◆ Work required ◆
Output all the data exactly. Pictures do not belong in the copy.

(Image point grounding data)
★ ★ ★

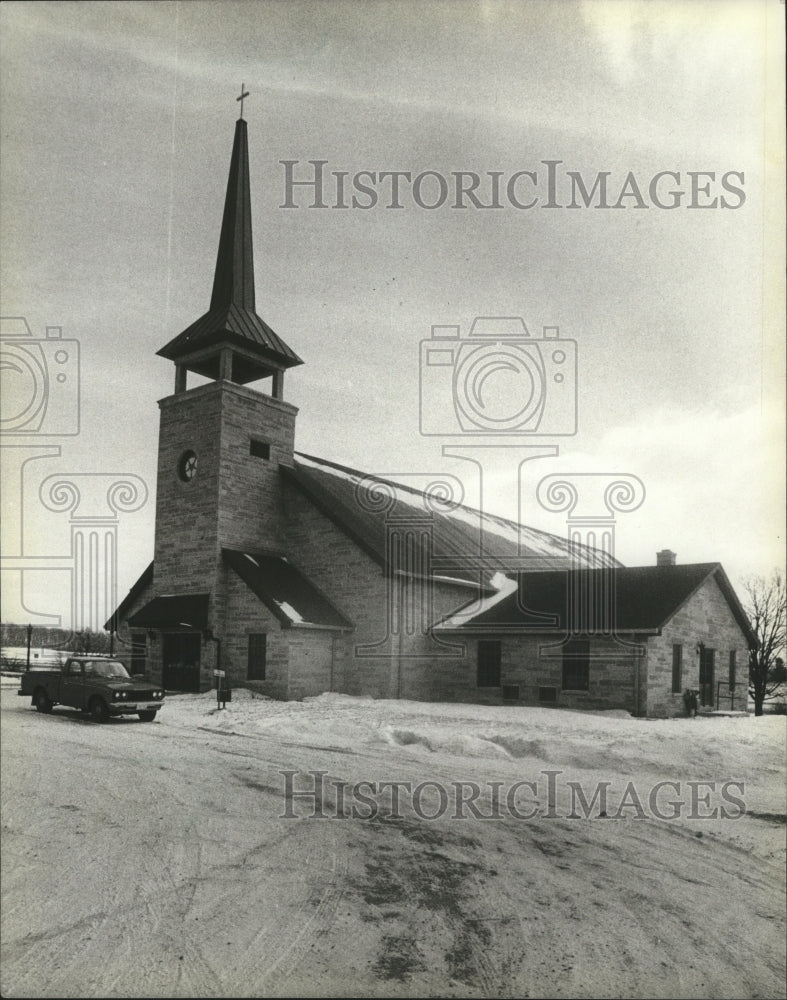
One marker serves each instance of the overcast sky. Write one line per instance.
(117, 124)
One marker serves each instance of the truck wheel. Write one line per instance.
(41, 701)
(99, 710)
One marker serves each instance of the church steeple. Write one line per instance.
(233, 281)
(231, 341)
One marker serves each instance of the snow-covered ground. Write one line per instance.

★ ★ ★

◆ Completed task ◆
One marker serves each instance of the overcast sky. Write one line per instance.
(117, 124)
One marker serves each instance of the truck wheel. Write one line per instance.
(41, 701)
(99, 710)
One marker serves each instance of the church steeple. Write one line per instance.
(233, 281)
(231, 341)
One marker serves each instance of the snow-covered ground. Write one line per instance.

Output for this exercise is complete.